Page excerpt:
━━━━

To facilitate this check, the recorder incorporates an A-B switch which connects the output to either the incoming signal (A) or the tape playback (B). By rapid switching between the two signals, the listener can readily tell whether the recording is a reasonable facsimile of the original.
Although a switch is ordinarily used for A-B comparison, another technique is to use a fader consisting of a potentiometer which has its center point connected to ground. On one side of center, the arm of the pot picks up the incoming signal from the record preamplifier while on the other side it picks up the play back signal. Whereas the fader gives the listener control over the level of either signal he wishes to hear, the switch permits the ear to transfer immediately from one source to the other so that the comparison is sharpened by the absence of a time interval.
Metering facilities
Every tape recorder has a means of indicating to the operator the proper record level so that he may avoid excessive distortion and yet record at a level high enough to produce a satisfactory signal-to-noise ratio. For best results a meter is considered prefer able to the electron-ray-tube (magic eye) and neon-light indicators.
Where a record-level meter is employed, provision is usually made for calibrating the meter so that it accurately indicates permissible record level as determined by maximum acceptable distortion. Calibration may vary with the type of tape.
A record-level meter is customarily, though not always, used for two other purposes: measuring bias level and tape output.
Correct bias setting is vital in obtaining a satisfactory combination of low distortion, high signal-to-noise ratio and wide frequency response. The meter can be used in setting bias for optimum results and is valuable as a means of speedily checking whether bias is at a level previously determined to be correct.
When the meter is used to measure the signal level recorded on the tape, this can show whether too high a recording level was employed in making the tape, thereby indicating the source of distortion, if such is discernible. Measurement of tape output can be important in setting the playback gain to provide the correct amount of signal to following audio equipment.
Alignment facilities
Seldom do moderate-price tape amplifiers permit ready adjustment of bias. If a meticulous operator does wish to adjust bias for optimum performance, it is necessary to change the value of either a resistor or capacitor. Professional and semiprofessional amplifiers incorporate a potentiometer or variable capacitor for adjusting bias in accordance with the manufacturer's instructions.
Similarly, equalization is usually fixed in moderate-priced recorders and variable in professional ones. Adjustable record treble boost and playback bass boost permit the operator to make his machine conform to standard equalization. Sometimes, vari able treble equalization is also included in playback to compensate for losses in the playback head. However, in some tape recorders the quality of the heads is such that response is quite satisfactory without compensation of playback-head losses.
When a meter is employed to measure record level, output and bias, it is desirable that facilities be included for calibrating each function. Optimum bias should correspond to a well-defined point on the meter, usually zero in the case of a VU (volume unit) meter.
If the tape amplifier has ac on the tube heaters, a hum-null potentiometer (Fig. 204) is a desirable feature. Most home recorders use ac on the heaters and to cancel hum they ground the center tap of the heater winding on the power transformer (Fig. 205). However, the center of the winding may not be the best point for balancing out hum; a potentiometer as shown in Fig. 204 can do a more effective job.
Fig. 204. Hum cancellation by use of a hum-null potentiometer.

━━━━

Required actions:
1. Collect every line of the entries below that contains the string "wheel", and treat case as significant.
2. Finish out the next part of the tape recorder text above, picking up after its last line.

(Records from a point-labeling set)
━━━━

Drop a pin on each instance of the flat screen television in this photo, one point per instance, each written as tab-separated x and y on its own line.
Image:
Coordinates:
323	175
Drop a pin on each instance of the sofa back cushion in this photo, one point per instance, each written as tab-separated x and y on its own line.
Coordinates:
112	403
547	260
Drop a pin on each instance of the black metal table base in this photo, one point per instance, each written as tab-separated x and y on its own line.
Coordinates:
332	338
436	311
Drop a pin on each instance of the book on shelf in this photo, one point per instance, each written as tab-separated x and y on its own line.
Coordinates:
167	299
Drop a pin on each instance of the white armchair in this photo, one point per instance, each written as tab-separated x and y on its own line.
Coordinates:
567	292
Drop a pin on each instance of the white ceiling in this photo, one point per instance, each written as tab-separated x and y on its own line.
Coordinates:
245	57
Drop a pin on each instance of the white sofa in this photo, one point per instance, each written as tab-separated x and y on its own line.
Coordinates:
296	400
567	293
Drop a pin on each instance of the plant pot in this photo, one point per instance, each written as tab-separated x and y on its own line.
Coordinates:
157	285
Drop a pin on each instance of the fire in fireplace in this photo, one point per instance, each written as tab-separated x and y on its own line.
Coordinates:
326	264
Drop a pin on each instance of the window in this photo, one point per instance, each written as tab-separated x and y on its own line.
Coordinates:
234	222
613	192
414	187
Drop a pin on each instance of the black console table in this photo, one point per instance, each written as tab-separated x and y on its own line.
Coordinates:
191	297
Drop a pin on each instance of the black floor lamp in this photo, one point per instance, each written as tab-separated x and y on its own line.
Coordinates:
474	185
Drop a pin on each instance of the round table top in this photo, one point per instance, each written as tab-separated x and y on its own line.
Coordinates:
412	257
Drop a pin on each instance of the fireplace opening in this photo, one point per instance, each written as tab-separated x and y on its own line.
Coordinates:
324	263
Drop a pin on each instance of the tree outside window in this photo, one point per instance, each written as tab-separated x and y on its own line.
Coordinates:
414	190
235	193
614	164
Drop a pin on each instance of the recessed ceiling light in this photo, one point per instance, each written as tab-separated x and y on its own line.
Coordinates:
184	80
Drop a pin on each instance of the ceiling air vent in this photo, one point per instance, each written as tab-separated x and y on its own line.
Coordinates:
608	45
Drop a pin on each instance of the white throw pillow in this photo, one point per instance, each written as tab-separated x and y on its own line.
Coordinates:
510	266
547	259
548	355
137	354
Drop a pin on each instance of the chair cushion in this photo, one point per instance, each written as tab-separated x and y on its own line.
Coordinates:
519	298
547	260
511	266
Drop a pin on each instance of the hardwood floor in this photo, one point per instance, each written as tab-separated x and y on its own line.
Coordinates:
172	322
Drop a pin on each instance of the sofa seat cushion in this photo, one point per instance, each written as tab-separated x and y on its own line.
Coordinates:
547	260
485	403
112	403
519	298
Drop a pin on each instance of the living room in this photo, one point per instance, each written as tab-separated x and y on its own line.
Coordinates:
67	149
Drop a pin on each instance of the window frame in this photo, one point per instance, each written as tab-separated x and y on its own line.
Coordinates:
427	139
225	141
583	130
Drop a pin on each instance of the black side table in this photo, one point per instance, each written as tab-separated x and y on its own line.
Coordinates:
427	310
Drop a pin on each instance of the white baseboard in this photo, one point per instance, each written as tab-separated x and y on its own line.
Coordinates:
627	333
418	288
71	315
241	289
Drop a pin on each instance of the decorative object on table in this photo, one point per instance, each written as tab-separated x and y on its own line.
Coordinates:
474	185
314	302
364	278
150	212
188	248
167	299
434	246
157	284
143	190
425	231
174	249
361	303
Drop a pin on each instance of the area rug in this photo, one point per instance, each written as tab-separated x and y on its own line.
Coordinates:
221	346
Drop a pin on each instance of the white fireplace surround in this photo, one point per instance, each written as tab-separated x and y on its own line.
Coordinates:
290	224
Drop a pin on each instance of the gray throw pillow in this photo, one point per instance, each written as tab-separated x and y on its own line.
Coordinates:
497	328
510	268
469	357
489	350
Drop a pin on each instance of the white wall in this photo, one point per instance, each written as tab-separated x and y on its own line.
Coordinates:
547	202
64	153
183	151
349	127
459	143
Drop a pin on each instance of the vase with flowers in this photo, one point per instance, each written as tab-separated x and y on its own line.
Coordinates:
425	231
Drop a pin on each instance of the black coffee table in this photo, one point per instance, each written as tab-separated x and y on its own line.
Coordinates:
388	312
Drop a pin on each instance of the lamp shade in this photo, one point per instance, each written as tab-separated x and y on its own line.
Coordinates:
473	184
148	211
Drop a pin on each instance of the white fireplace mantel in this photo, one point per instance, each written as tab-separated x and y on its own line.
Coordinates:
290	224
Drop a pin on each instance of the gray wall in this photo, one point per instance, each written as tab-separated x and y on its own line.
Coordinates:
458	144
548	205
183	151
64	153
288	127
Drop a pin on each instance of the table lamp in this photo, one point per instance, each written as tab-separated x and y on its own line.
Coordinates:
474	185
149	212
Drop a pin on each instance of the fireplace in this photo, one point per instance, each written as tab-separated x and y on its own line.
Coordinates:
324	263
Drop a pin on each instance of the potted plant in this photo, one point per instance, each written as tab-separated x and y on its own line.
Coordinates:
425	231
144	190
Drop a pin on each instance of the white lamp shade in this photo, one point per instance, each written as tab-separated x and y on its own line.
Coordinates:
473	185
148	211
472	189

━━━━

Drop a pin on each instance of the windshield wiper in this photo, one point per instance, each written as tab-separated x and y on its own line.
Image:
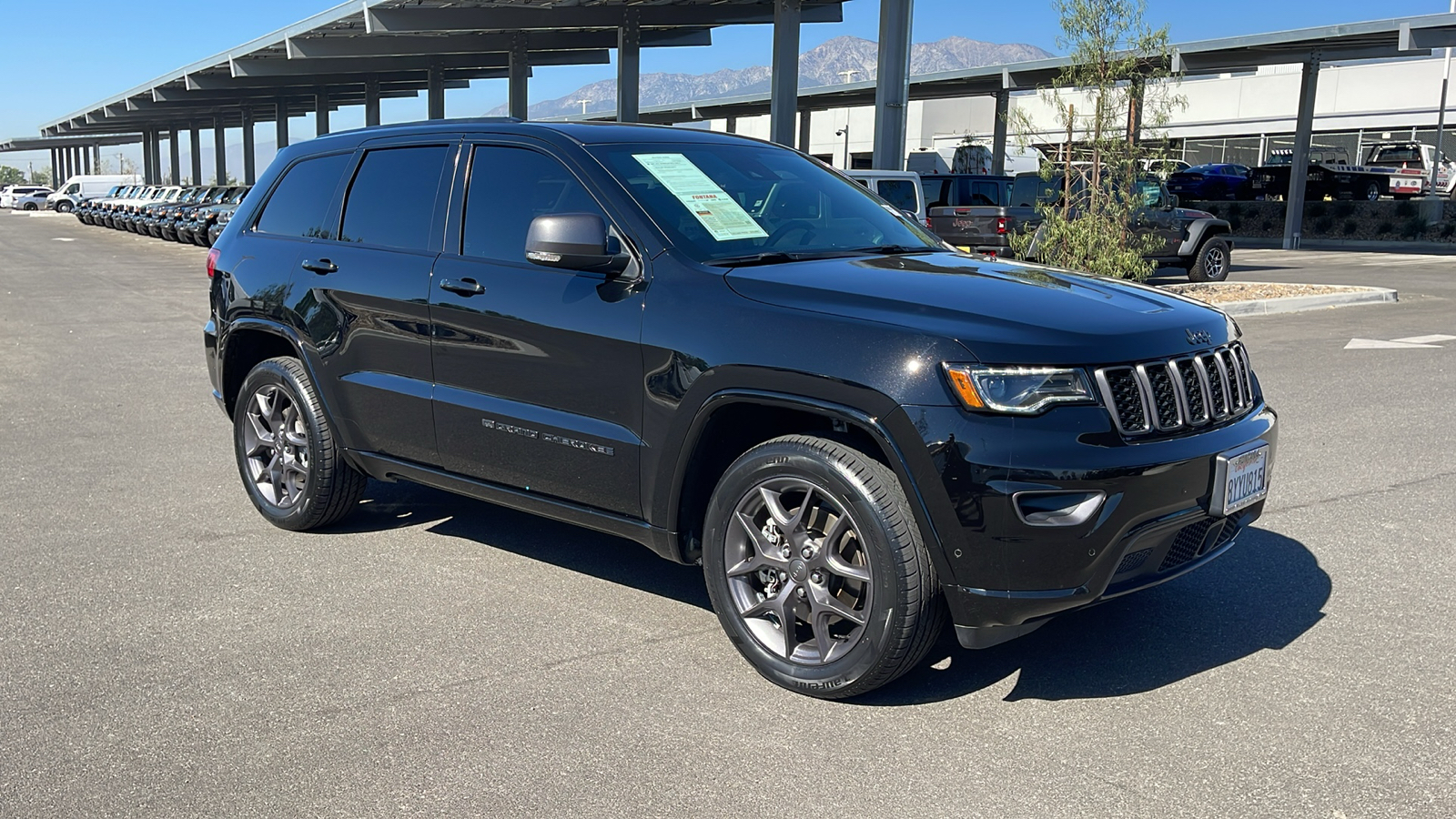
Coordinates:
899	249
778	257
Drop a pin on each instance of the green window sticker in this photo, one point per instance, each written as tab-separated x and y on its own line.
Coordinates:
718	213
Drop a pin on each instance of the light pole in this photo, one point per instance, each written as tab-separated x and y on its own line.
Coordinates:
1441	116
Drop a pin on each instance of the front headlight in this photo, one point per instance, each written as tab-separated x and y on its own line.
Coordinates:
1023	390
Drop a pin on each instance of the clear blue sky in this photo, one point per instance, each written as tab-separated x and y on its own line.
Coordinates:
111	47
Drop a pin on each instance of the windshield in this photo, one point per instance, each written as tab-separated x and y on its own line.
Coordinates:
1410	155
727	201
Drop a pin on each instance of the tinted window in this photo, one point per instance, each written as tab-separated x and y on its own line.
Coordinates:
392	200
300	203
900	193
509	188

━━━━

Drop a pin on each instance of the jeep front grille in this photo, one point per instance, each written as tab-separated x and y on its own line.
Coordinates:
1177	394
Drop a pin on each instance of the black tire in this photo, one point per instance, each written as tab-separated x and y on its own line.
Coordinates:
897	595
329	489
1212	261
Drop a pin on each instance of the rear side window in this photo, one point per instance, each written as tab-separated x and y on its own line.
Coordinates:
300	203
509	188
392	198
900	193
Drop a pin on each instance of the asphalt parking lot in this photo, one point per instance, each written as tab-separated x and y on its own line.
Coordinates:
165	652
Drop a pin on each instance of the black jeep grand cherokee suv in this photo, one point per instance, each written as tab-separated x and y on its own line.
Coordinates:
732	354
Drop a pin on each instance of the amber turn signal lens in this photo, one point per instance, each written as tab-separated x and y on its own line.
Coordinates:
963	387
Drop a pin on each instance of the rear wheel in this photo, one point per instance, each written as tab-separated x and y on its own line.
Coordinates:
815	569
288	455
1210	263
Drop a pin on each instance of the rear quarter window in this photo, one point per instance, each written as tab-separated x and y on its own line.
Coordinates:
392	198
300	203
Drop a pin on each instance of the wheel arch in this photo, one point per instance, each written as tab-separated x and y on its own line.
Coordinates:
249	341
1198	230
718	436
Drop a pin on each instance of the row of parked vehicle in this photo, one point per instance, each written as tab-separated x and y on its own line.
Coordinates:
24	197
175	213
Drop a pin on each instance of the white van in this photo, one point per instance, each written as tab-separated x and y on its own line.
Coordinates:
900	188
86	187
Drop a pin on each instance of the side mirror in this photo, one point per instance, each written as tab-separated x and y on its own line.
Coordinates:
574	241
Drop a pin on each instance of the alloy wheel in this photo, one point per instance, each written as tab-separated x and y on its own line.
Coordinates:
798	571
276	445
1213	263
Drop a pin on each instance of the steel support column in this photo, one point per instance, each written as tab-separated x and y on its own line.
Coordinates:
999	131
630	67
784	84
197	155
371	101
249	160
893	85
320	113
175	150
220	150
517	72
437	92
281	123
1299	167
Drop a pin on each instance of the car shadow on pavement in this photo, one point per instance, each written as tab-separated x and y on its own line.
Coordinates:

━━━━

Final answers:
1.
Drop a pin on each instance of the rear wheel in this photo, one point per instance, each written as tab-separated x and y on its own line.
Drop a pin on each instance of the wheel arch in this photo, one point per instance, each written as tab-separated x and y on its own line.
Drop a pin on each instance of the alloy wheel in this photo, one point per instance, each written as tab-separated x and y on its own line.

2.
Layout and components
However good the electronic design of a tape amplifier may be, its successful transformation into high-quality performance depends upon careful layout and use of high-quality components.
Proper layout must provide accessibility for servicing, minimize heating of vital parts and avoid hum pickup at susceptible points.
Both the record and playback sections of the amplifier are high-gain circuits and stray feedback can produce oscillation, quite possibly outside the audio range. Although inaudible, oscillation can prevent proper operation of the amplifier or associated audio components. Another possible difficulty is stray pickup of bias current. This can affect the meter indication of record level and can increase bias current supplied to the record head above the proper level.
Fig. 205. Hum cancellation by grounding the heater winding.
A well-made amplifier, at a moderate increase in cost, uses resistors and capacitors overrated in terms of wattage and voltage.
This not only cuts down service needs but also insures stability of operation because parts subject to overheating or excessive voltage stresses may change value or break down. Off-value components can affect bias current which in turn means affecting frequency response, distortion and signal-to-noise ratio. They can affect equalization circuits and therefore frequency response and they can affect meter calibration and signal-to-noise ratio.
A high-quality amplifier uses low-noise resistors, either of the deposited-carbon or wirewound type, in early stages, which largely govern amplifier noise. Capacitors should be of good manufacture and as free as possible of leakage, and should avoid excessive departure from nominal value.
Miscellaneous mechanical features
One of the chief bugaboos of the recordist is that the tape amplifier may accidentally be in record position when it is desired to play a valued tape, resulting in accidental erasure. Two pre cautionary devices may be used to prevent this. One is a mechanical lockout which prevents switching the amplifier into record position without pushing or depressing an auxiliary lever or button. However, it is possible that the tape to be played may be placed on a machine which was left in the record position. Thus as a further safeguard the recorder should have a warning light that glows commandingly whenever the unit is in record position.
The amplifier should contain at least one switched ac power outlet for supplying current to the transport. One or more additional switched outlets are desirable for supplying power to such equipment as a mixer, a second-channel amplifier for stereo purposes, etc.
Illustrative amplifiers
Fig. 206 presents front and back views of a typical high-quality tape-recorder amplifier that is used in the Concertone Series 20.
Fig. 206. Two views (front and rear) of a tape recorder amplifier. (Courtesy,
American Electronics, Inc.)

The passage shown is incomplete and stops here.